Texto fornecido:
%%

No entanto, “a exterioridade do trabalho para o trabalhador transparece no fato de que ele não é o seu trabalho, mas o de outro, no fato de que não lhe pertence, de que no trabalho ele não pertence a si mesmo, mas a outro".[6] O trabalho do professor não pertence a ele, mas a ação pedagógica dominante, ao arbitrário cultural que aniquila todos os outros em prol de uma cultura dominante, útil para o sistema funcionar. Pertence ao capitalista que quer pagar por “uma classe trabalhadora dotada de habilidade entre as condições de produção que lhe pertencem”, como na citação de Marx que deu início a este artigo.
O trabalho do professor foi imposto a ele. Nega o que aprendeu para ensinar o que é “necessário” para o indivíduo se tornar alguém no qual um empreendedor estará interessado em investir seu capital variável. O trabalho do professor, como de qualquer outro trabalhador, “não é voluntário, mas imposto, é trabalho forçado”.
Para o caso do professor, Bourdieu e Jean Claude Passeron irão dizer sobre “a impossibilidade para essa instância de definir livremente o modo de imposição, o conteúdo imposto e o público ao qual ela o impõe”.[7] Repetindo, de certa forma, o que Marx havia dito para o trabalhador de um modo geral.
Mas enquanto o trabalho produz mercadorias e o trabalhador como uma mercadoria, o professor, mais ou menos consciente deste processo, é o único trabalhador que produz trabalhador. O docente, assim como os outros trabalhadores, produz a si mesmo como mercadoria, mas também produz outros seres-mercadorias, forma capital humano. O capitalismo reduz o professor à condição semelhante à de cafetão e traficante de escravos, pois transforma seres humanos em produtos para serem comprados no mercado.

%%

Material fornecido:
%%

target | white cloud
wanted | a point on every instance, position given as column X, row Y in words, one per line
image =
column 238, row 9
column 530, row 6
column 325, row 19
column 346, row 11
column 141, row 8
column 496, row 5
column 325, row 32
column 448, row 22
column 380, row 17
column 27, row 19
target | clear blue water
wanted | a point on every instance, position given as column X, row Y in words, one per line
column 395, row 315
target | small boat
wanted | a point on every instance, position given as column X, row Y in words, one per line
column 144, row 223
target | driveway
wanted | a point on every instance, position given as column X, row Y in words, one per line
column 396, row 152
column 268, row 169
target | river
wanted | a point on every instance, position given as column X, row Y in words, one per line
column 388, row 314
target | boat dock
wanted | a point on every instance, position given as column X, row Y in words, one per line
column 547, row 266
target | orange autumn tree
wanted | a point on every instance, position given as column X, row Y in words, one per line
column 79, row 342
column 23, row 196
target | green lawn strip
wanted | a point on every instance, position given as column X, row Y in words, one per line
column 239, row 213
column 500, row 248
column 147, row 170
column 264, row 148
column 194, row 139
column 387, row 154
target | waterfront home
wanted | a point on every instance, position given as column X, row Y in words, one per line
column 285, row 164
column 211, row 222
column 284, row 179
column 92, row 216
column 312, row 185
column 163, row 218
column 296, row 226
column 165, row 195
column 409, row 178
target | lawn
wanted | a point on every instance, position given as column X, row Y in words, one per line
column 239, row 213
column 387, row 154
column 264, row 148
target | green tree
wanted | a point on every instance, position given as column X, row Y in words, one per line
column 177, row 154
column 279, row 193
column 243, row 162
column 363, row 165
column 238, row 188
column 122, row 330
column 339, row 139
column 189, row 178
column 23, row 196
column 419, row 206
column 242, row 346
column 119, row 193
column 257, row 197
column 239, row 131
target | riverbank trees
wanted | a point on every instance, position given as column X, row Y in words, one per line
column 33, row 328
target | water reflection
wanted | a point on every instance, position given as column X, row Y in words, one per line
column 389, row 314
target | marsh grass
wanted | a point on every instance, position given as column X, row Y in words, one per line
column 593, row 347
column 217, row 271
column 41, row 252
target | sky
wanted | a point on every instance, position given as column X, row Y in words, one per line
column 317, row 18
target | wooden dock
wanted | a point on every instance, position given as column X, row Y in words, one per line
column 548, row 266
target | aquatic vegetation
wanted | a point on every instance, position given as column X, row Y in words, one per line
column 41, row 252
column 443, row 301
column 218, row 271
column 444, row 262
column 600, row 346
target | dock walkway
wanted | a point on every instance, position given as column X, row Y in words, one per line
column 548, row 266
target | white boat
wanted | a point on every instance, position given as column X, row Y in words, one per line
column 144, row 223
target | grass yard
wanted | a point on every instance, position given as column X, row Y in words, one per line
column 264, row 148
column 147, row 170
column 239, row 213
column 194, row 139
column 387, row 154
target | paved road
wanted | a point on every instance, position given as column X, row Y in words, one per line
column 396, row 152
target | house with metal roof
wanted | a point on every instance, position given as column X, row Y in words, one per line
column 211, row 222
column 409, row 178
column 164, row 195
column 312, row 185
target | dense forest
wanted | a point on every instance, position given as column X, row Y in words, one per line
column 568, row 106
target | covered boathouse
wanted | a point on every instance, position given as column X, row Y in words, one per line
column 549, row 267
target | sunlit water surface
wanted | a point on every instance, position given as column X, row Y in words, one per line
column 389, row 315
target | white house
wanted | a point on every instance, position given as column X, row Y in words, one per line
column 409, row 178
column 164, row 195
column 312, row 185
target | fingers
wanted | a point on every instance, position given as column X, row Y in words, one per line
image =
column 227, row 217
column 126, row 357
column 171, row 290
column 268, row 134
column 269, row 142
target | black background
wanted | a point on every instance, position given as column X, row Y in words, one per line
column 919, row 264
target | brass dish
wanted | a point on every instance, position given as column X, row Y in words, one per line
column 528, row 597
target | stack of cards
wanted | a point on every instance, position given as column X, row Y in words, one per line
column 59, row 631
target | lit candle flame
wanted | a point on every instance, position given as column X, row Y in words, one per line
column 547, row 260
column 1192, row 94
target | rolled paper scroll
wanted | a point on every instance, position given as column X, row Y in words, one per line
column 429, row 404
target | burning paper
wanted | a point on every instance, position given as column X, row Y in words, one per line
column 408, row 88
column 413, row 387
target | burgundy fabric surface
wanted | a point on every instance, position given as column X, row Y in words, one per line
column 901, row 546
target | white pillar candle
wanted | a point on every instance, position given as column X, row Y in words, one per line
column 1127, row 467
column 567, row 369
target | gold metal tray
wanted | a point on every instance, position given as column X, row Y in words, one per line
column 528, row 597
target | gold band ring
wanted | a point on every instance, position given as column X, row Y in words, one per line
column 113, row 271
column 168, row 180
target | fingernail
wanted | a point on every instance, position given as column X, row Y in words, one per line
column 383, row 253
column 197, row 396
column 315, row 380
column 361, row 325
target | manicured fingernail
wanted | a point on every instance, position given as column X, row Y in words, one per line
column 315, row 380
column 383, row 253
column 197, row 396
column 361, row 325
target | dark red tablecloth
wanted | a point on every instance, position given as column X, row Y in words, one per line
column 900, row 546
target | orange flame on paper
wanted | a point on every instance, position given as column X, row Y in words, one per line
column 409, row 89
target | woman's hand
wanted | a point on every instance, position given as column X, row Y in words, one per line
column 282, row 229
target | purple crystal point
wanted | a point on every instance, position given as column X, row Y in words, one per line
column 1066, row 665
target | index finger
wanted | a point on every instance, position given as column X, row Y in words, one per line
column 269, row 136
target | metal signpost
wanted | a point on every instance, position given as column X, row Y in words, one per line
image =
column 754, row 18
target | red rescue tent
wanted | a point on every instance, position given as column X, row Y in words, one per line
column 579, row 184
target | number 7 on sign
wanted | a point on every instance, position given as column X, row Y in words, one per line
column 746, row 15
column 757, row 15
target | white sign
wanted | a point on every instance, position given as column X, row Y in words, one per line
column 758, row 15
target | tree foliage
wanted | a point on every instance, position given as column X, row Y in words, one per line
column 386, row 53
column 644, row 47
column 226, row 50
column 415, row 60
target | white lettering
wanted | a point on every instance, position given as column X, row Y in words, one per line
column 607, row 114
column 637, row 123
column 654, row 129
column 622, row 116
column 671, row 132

%%

Complete o seguinte:
1. Transcreva o trecho do texto sobre o trabalho do professor que vai de "Mas enquanto o" até "comprados no mercado.".
2. Resuma em duas frases o texto sobre o trabalho do professor.

Respostas da atividade:
1.
Mas enquanto o trabalho produz mercadorias e o trabalhador como uma mercadoria, o professor, mais ou menos consciente deste processo, é o único trabalhador que produz trabalhador. O docente, assim como os outros trabalhadores, produz a si mesmo como mercadoria, mas também produz outros seres-mercadorias, forma capital humano. O capitalismo reduz o professor à condição semelhante à de cafetão e traficante de escravos, pois transforma seres humanos em produtos para serem comprados no mercado.

2. O texto afirma que o trabalho do professor não lhe pertence nem é voluntário, mas imposto, pertencendo à ação pedagógica dominante e ao capitalista, e cita Bourdieu e Passeron sobre a impossibilidade de definir livremente o modo de imposição, o conteúdo imposto e o público. Acrescenta que, além de produzir a si mesmo como mercadoria, o professor é o único trabalhador que produz trabalhador, e que o capitalismo o reduz a uma condição semelhante à de cafetão e traficante de escravos.